• Problem statement: Could you convert the listing into a JSON list of strings, one string per line and blank lines omitted, covering only the lines from the one containing "Target: clay pot" through the final line, inclusive?
# START OF Data for the task
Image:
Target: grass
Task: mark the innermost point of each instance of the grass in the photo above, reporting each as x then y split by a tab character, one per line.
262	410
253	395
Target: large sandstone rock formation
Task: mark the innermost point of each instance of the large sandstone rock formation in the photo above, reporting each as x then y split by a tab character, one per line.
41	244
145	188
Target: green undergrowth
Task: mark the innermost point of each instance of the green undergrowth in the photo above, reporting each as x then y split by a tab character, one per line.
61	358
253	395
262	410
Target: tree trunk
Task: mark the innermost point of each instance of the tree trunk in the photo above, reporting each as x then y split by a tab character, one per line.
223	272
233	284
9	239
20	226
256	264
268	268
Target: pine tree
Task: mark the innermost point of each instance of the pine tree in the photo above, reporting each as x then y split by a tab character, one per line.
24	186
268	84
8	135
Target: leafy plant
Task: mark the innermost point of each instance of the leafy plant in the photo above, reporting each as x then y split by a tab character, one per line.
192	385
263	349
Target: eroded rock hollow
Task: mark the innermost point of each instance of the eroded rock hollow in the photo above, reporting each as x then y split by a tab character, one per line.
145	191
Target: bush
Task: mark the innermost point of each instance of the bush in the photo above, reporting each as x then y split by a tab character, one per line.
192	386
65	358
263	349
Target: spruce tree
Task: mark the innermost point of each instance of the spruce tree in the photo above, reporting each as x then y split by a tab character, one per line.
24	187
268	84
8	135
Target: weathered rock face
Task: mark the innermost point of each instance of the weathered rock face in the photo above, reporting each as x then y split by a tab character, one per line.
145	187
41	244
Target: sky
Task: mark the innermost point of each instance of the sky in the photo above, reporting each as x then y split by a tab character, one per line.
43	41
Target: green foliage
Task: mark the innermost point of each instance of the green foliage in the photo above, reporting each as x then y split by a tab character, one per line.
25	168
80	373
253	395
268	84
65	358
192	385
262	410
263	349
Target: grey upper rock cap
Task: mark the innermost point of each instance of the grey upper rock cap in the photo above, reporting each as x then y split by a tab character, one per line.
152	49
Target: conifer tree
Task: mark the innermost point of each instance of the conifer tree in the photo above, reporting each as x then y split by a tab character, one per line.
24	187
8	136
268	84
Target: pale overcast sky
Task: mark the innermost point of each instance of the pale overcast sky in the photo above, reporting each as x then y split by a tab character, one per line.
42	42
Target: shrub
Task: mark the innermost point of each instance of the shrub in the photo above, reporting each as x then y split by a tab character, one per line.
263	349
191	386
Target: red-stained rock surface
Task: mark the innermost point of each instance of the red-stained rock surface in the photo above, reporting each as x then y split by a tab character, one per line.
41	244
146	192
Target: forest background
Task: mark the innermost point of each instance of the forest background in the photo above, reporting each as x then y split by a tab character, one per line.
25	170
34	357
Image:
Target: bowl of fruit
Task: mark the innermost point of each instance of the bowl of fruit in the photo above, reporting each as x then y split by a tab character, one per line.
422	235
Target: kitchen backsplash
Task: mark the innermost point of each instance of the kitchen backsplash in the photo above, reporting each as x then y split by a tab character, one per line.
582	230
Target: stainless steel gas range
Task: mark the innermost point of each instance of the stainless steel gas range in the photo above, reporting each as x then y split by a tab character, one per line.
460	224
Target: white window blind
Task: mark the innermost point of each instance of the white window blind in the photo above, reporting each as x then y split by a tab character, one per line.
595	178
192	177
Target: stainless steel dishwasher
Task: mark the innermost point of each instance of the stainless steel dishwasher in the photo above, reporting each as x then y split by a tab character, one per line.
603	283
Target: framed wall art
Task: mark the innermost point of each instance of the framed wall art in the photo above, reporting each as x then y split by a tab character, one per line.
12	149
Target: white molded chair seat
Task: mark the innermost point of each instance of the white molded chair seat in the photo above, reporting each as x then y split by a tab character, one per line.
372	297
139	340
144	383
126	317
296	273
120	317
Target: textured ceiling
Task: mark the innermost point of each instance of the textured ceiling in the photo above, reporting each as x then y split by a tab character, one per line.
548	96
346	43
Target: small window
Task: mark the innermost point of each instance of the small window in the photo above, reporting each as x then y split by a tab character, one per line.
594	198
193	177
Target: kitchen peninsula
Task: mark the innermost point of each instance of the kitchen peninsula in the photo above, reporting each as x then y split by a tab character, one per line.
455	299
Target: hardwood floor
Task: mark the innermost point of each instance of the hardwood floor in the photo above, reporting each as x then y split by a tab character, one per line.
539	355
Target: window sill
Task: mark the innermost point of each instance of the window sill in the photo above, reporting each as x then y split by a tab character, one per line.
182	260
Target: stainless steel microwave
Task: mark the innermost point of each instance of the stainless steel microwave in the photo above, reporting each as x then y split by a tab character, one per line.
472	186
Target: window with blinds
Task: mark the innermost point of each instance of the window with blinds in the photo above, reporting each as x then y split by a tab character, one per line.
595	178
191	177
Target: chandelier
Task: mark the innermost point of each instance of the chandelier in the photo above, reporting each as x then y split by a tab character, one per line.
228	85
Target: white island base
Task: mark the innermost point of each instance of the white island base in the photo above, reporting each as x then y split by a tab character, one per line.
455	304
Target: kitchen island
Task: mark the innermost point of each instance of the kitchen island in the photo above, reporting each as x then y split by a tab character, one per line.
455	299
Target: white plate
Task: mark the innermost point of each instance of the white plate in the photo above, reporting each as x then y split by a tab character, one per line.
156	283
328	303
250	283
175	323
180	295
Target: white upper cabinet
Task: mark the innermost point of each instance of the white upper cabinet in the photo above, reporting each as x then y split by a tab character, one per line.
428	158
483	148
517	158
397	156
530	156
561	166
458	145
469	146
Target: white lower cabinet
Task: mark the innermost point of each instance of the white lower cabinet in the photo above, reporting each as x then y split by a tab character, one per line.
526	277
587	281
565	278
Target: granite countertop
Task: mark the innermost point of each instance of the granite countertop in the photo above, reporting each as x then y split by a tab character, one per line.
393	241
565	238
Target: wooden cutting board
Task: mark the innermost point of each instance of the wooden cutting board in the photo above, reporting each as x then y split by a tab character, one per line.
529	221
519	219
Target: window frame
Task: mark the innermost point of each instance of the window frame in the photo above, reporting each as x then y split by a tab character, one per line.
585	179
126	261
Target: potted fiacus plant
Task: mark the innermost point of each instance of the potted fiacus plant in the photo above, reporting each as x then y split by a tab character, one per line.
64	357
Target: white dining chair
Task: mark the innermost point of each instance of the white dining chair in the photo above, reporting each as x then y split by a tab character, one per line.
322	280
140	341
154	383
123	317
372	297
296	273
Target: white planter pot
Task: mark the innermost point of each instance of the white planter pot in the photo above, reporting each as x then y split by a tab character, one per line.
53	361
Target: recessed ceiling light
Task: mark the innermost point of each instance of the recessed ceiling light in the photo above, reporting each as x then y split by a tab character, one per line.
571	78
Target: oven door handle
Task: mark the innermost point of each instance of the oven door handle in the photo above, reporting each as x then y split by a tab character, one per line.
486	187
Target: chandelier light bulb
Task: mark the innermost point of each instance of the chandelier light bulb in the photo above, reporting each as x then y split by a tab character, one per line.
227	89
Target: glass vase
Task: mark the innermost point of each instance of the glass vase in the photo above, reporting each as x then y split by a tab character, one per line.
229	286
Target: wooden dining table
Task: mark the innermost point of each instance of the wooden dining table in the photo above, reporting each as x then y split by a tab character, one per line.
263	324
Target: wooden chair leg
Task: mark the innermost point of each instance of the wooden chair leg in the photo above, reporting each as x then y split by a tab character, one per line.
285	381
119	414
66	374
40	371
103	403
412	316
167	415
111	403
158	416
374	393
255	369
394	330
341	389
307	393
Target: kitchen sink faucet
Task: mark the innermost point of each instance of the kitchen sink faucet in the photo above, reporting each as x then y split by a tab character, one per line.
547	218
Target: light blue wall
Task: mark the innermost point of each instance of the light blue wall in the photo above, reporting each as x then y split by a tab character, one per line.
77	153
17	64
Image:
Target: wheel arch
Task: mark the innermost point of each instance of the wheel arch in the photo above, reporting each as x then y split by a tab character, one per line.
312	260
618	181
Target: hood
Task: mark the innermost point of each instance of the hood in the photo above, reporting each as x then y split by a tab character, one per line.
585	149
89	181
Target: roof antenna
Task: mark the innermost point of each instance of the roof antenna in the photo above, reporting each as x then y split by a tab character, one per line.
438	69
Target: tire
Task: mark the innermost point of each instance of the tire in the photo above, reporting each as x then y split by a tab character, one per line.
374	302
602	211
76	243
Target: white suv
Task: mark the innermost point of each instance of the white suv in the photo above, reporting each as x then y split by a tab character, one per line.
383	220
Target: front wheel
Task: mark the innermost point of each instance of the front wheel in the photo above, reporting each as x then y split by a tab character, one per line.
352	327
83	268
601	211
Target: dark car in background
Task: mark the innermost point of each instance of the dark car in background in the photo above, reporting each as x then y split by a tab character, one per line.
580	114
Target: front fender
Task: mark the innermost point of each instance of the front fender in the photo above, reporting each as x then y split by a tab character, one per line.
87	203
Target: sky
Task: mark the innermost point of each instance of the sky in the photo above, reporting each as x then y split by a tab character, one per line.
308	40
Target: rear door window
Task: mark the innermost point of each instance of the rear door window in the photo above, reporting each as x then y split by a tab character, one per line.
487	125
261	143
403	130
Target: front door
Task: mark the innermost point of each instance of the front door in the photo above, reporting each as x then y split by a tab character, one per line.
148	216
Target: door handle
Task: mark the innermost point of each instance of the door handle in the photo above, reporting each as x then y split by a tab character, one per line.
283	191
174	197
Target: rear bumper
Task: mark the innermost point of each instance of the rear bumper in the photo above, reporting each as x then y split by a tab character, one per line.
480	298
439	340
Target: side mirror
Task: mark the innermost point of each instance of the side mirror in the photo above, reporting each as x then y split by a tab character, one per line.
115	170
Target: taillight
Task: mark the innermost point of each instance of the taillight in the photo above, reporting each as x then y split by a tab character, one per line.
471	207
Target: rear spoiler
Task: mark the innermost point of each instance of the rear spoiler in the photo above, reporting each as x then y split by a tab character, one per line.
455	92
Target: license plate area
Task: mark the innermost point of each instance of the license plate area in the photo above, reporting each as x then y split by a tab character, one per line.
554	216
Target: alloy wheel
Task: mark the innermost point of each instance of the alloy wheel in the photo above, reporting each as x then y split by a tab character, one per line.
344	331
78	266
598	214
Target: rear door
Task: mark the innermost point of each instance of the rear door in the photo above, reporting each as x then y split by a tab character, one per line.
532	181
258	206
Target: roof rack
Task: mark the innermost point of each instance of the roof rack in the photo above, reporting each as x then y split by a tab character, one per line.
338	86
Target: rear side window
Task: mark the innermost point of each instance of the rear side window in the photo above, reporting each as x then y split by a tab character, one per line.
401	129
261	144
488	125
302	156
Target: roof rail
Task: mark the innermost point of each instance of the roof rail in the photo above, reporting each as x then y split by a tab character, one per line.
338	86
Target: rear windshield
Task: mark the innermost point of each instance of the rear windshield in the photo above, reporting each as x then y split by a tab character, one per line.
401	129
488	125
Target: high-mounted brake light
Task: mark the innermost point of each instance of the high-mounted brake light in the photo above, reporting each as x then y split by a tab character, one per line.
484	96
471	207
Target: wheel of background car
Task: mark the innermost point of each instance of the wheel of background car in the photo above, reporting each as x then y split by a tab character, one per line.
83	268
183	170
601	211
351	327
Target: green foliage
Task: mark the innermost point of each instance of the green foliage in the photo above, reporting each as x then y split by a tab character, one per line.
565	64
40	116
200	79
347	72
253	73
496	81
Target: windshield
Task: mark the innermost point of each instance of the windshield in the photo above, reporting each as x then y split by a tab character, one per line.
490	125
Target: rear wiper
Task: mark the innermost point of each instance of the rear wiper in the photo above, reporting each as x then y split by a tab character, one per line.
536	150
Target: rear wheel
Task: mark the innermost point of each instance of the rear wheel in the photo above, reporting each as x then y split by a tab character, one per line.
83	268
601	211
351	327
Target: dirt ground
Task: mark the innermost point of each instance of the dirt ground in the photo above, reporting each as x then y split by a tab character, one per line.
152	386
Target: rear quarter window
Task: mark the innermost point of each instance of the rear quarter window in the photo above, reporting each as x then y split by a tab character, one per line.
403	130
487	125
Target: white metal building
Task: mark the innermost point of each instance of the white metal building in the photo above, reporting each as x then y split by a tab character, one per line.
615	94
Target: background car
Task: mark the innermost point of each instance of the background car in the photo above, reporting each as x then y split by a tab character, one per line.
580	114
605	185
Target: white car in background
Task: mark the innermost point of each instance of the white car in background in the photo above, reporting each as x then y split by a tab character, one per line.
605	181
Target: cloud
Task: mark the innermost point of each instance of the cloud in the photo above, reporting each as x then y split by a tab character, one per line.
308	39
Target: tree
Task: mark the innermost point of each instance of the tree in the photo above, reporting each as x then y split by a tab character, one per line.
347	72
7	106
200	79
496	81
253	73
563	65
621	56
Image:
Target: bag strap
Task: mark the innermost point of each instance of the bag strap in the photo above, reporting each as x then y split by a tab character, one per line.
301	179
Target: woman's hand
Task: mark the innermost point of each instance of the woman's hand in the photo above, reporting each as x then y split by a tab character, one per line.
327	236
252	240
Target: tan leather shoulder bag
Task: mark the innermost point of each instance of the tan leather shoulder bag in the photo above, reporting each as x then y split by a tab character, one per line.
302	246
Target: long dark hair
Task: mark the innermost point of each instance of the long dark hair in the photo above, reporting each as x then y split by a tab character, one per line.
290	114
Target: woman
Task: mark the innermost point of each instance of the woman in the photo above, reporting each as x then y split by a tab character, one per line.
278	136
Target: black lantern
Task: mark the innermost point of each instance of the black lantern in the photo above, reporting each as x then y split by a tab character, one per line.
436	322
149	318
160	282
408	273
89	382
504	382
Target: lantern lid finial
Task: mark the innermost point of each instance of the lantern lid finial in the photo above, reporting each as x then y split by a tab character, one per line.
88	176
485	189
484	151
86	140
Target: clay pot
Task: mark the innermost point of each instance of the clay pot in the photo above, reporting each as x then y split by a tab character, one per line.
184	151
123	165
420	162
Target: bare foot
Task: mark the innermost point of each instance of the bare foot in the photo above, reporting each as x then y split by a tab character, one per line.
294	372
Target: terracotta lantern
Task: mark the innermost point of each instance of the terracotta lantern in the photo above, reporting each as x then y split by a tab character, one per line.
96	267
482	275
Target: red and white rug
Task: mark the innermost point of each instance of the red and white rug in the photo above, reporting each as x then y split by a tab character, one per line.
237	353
# END OF Data for the task
• The solution:
[
  "Target: clay pot",
  "Task: mark the innermost point of each instance of the clay pot in the photo above, reporting each as x then y split by a tab character, one per line.",
  "184\t151",
  "123\t165",
  "420\t162",
  "Target: bare foot",
  "Task: mark the innermost point of each instance of the bare foot in the photo above, reporting each as x then y split by a tab character, one per line.",
  "294\t372",
  "Target: terracotta lantern",
  "Task: mark the innermost point of each instance of the terracotta lantern in the photo above, reporting each as x then y split by a tab character, one per line.",
  "96\t267",
  "482\t275",
  "Target: red and white rug",
  "Task: mark the innermost point of each instance of the red and white rug in the photo above, reporting each as x then y split by a tab character, one per line.",
  "237\t353"
]